▶ **Conjunto de tarefas**
[a] Segundo o texto sobre as filarmónicas de São Miguel, por que razão os dados do estudo, embora preliminares, já são considerados representativos?
[b] No texto sobre as filarmónicas de São Miguel, em que ano foi desenvolvido o estudo que serve de referência?
[c] Dê seguimento ao texto sobre as filarmónicas de São Miguel a partir do ponto em que termina.

##### Excerto do documento

Nas duas crónicas anteriores analisámos o percurso histórico e a situação atual das filarmónicas, primeiro, nas ilhas do Atlântico em geral e, depois, nas ilhas dos Açores em especial. Vejamos agora o caso específico da ilha de São Miguel, de alguma forma paradigmático do fenómeno sociológico das filarmónicas micaelenses.
Teremos por referência um estudo que desenvolvemos, em 2019, junto de todas as filarmónicas dos seis concelhos micaelenses.
Os dados recolhidos e tratados são ainda preliminares, mas já representativos – envolvem 22 das 33 filarmónicas que se encontram atualmente em plena atividade: oito no concelho de Ponta Delgada, correspondentes às freguesias de Candelária, Capelas, Ginetes, Mosteiros (2), Relva, Remédios e Sete Cidades; quatro no concelho da Ribeira Grande, correspondentes às freguesias de Conceição, Maia, Rabo de Peixe e Santa Bárbara; três no concelho da Lagoa, correspondentes às freguesias de Água de Pau, Rosário e Santa Cruz; três no concelho da Povoação, correspondentes às freguesias de Água Retorta, Faial da Terra e Furnas; duas no concelho de Vila Franca do Campo, correspondentes às freguesias de São Miguel e São Pedro; e duas no concelho do Nordeste, correspondentes às freguesias de Lomba da Fazenda e Nordeste.
Desde logo, é curioso constatar as diferentes motivações – especialmente religiosas, mas também políticas – que se encontram associadas à criação ou à sobrevivência das filarmónicas micaelenses.
40% das 22 filarmónicas estudadas são fundadas por iniciativa dos respetivos párocos: Eco Edificante (Nordeste), Harmonia Mosteirense (Mosteiros), Estrela d’Alva (Santa Cruz da Lagoa), Imaculada Conceição (Lomba da Fazenda), Sagrado Coração de Jesus (Faial da Terra), Lira do Rosário (Lagoa), Lira das Sete Cidades (Sete Cidades), Nossa Senhora da Estrela (Candelária) e Nossa Senhora dos Remédios (Bretanha).

##########
##### Dados extraídos

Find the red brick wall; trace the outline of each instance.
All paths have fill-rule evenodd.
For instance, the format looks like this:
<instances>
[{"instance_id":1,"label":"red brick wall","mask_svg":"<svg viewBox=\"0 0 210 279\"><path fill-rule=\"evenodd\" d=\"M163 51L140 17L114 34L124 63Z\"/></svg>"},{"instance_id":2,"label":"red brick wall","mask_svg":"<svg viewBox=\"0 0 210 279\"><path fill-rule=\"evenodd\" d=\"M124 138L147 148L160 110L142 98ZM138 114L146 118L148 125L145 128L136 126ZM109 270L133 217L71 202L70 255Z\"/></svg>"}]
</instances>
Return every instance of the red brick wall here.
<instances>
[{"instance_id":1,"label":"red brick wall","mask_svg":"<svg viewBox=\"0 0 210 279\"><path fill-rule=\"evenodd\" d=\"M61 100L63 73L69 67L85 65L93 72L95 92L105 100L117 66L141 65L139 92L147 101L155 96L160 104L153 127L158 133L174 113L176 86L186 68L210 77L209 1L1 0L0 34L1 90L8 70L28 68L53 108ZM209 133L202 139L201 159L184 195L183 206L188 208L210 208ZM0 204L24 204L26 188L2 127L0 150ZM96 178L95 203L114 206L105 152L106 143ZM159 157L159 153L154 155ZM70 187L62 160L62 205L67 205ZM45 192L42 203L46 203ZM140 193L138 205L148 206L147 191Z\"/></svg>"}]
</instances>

##########

▶ **Respostas às tarefas**
[a] Porque envolvem 22 das 33 filarmónicas que se encontram atualmente em plena atividade na ilha, distribuídas pelos seis concelhos micaelenses.

[b] Em 2019.

[c]
Não menos importante é a influência decisiva de famílias aristocratas e de dirigentes partidários na fundação e proteção das filarmónicas micaelenses: o morgado José Jácome Correia é o primeiro presidente da Filarmónica Eco Edificante da vila do Nordeste; o poderoso chefe do Partido Progressista, José Maria Raposo de Amaral, funda a Banda Minerva dos Ginetes e oferece o instrumental da Voz do Progresso da Ribeira Grande e da União dos Amigos das Capelas; o marquês da Praia e Monforte adquire o instrumental e o fardamento da Harmónica Furnense e da Voz do Progresso; o barão de Fonte Bela e o visconde do Porto Formoso patrocinam a aquisição do instrumental e do fardamento da União dos Amigos das Capelas; os abastados políticos Nicolau Raposo de Amaral e Guilherme Poças Falcão patrocinam a fundação da Lira do Espírito Santo da Maia, em 1937; e o próprio Partido Progressista assume a fundação da União Progressista de Vila Franca do Campo, em 1907.
Algumas filarmónicas sobrevivem por mercê dos donativos provenientes dos respetivos emigrantes, como a Fundação Brasileira dos Mosteiros, e outras, ironicamente, quase desaparecem por força do movimento emigratório dos anos sessenta para a América do Norte.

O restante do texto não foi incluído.